#### Short problem
Locate the line containing "Please mark the shoreline, one" in the material below; repeat it and every line after it, exactly as written.
####
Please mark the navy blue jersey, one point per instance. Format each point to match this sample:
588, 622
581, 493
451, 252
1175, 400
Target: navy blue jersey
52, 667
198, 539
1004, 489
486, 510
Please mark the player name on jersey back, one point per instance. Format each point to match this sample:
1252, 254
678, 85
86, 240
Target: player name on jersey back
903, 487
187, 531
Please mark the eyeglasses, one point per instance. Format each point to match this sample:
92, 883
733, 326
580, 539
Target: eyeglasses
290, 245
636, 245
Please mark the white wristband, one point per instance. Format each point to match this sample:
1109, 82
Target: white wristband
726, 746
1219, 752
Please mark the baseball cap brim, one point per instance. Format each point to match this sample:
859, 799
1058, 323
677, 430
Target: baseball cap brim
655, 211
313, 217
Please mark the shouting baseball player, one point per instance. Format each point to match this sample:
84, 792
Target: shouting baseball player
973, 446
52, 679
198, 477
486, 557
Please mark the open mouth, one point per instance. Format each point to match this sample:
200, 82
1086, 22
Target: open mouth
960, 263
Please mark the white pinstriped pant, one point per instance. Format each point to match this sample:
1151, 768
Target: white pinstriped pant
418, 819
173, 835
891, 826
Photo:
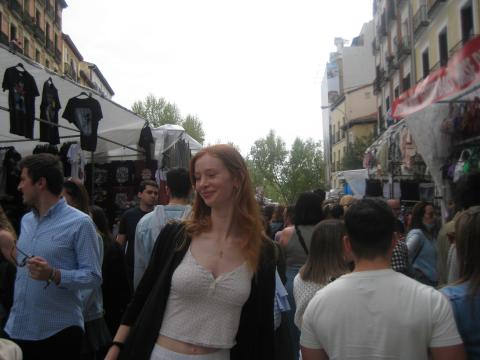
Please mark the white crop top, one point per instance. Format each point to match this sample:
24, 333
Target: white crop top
202, 310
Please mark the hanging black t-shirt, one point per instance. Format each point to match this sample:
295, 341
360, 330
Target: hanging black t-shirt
85, 114
22, 91
49, 112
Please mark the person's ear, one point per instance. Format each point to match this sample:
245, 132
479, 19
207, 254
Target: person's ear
395, 238
347, 248
41, 183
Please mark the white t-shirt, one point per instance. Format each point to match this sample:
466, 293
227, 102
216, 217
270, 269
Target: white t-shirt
378, 315
303, 292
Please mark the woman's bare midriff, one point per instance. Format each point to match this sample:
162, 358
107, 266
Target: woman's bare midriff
183, 347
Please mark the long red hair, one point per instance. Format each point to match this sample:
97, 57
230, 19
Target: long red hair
246, 211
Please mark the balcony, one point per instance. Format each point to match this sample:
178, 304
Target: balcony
375, 47
49, 47
58, 22
28, 21
392, 64
49, 10
3, 38
391, 10
433, 4
39, 33
16, 8
58, 56
403, 48
460, 45
420, 18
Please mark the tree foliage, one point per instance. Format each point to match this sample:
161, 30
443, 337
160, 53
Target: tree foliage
193, 127
283, 173
158, 112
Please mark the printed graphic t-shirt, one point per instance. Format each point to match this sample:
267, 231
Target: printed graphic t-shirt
22, 91
49, 112
85, 114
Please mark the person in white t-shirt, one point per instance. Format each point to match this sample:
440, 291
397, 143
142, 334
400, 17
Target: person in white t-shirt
375, 312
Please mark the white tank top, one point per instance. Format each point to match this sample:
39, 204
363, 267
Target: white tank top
203, 310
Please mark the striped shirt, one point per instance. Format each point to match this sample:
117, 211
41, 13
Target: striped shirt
67, 240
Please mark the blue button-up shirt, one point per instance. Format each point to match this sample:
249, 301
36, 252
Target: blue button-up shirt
67, 240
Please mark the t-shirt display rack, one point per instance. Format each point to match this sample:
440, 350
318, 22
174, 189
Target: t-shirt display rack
92, 153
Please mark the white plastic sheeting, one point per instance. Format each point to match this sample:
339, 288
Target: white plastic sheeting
356, 180
118, 124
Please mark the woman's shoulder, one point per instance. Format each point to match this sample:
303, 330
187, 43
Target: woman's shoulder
285, 235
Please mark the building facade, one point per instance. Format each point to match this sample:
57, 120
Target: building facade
34, 28
413, 38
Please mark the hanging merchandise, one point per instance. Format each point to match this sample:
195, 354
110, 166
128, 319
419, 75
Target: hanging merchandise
85, 113
49, 112
22, 91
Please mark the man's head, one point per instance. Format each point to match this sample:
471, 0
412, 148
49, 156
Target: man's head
394, 204
370, 225
147, 194
178, 183
41, 173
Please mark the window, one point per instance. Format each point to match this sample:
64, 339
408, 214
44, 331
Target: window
425, 63
13, 32
466, 18
443, 47
406, 83
47, 31
26, 45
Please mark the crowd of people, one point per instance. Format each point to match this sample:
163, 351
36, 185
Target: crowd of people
213, 275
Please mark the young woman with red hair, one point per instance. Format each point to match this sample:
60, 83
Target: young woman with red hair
208, 291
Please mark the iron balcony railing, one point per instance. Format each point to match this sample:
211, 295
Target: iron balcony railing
403, 48
49, 10
58, 56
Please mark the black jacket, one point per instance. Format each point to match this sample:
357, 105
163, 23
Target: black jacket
255, 337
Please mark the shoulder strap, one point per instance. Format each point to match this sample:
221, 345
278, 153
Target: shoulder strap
300, 238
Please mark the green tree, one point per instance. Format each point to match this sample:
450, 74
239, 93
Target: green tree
193, 127
284, 174
267, 159
157, 111
305, 169
353, 158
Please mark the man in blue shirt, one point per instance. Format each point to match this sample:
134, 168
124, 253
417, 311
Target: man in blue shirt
57, 255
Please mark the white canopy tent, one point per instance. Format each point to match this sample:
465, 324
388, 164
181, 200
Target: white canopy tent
119, 125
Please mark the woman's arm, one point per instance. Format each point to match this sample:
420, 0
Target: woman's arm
118, 341
7, 246
414, 242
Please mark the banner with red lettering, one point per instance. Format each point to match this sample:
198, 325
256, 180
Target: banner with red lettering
461, 72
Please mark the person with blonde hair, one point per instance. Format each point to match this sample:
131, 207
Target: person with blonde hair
325, 263
464, 295
209, 288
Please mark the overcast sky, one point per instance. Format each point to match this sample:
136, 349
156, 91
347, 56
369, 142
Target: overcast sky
243, 67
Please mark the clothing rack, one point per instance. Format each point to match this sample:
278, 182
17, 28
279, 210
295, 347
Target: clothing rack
74, 130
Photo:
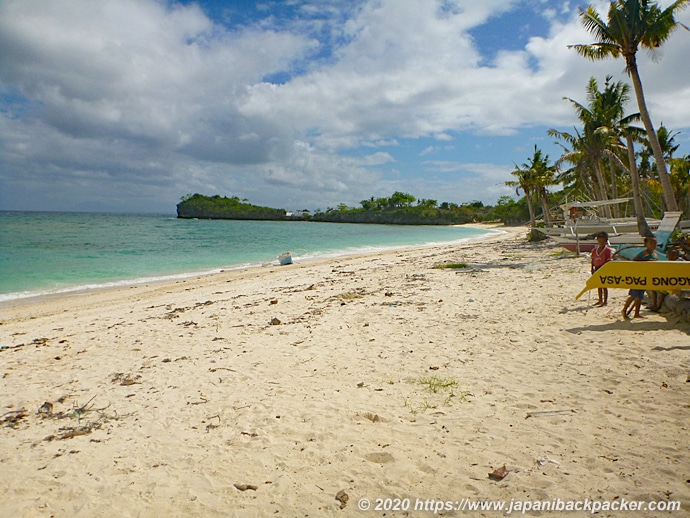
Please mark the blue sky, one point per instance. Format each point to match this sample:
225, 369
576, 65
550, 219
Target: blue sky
129, 105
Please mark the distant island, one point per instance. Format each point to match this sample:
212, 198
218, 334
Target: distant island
398, 209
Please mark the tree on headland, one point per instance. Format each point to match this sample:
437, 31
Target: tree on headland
533, 178
632, 24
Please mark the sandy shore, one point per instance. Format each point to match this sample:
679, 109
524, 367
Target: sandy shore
267, 392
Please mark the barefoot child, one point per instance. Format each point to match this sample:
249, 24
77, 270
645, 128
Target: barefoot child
600, 256
634, 300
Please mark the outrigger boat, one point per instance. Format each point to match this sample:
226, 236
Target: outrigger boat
589, 242
575, 224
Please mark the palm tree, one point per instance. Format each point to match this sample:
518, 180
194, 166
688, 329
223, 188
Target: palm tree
533, 177
631, 24
601, 119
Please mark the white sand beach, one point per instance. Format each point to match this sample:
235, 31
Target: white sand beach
267, 392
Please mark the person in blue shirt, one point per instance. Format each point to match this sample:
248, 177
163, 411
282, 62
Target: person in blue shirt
634, 300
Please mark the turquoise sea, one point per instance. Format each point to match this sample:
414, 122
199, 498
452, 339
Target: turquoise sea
46, 252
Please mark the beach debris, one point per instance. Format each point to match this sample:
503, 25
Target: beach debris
379, 457
45, 409
244, 487
342, 497
549, 413
75, 431
374, 418
126, 379
543, 460
499, 474
12, 418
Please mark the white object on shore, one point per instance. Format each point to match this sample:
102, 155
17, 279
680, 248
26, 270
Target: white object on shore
285, 258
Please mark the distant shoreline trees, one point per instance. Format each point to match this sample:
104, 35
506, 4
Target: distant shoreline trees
398, 209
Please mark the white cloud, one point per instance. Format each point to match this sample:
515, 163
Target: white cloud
146, 102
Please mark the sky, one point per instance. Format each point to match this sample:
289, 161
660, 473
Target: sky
128, 105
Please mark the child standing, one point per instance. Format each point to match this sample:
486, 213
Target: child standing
601, 255
634, 300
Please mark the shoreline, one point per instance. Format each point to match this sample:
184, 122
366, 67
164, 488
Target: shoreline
380, 375
21, 298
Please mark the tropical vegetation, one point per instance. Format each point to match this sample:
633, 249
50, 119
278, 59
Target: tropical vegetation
607, 156
399, 208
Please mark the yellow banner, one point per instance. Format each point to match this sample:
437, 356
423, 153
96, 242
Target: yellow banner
641, 275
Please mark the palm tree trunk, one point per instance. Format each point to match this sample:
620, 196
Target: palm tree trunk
642, 226
614, 188
601, 194
544, 199
651, 133
530, 206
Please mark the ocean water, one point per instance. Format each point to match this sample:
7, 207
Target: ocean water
45, 252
####
#### Solution
Please mark the shoreline, one point per instance. Format each point to match this sample:
184, 122
366, 67
164, 488
Target: shoreline
380, 375
21, 298
Please mark the tropical vegetation, one point per instance. Format each point to match this sample:
633, 249
50, 119
278, 59
Target: tropical vegetation
607, 156
399, 208
Please mark the yellow banner, one point per instance. Format each point to match this sample:
437, 356
423, 153
96, 242
Target: yellow banner
641, 275
Please mark the palm tree trunk, one point per instance. Format each point to match this sample:
620, 196
Target: palm tree trunk
642, 226
614, 188
601, 194
544, 199
651, 133
530, 206
Please mark the ocean water, one point per instance. Format each point to match this sample:
7, 207
Target: ocean water
45, 252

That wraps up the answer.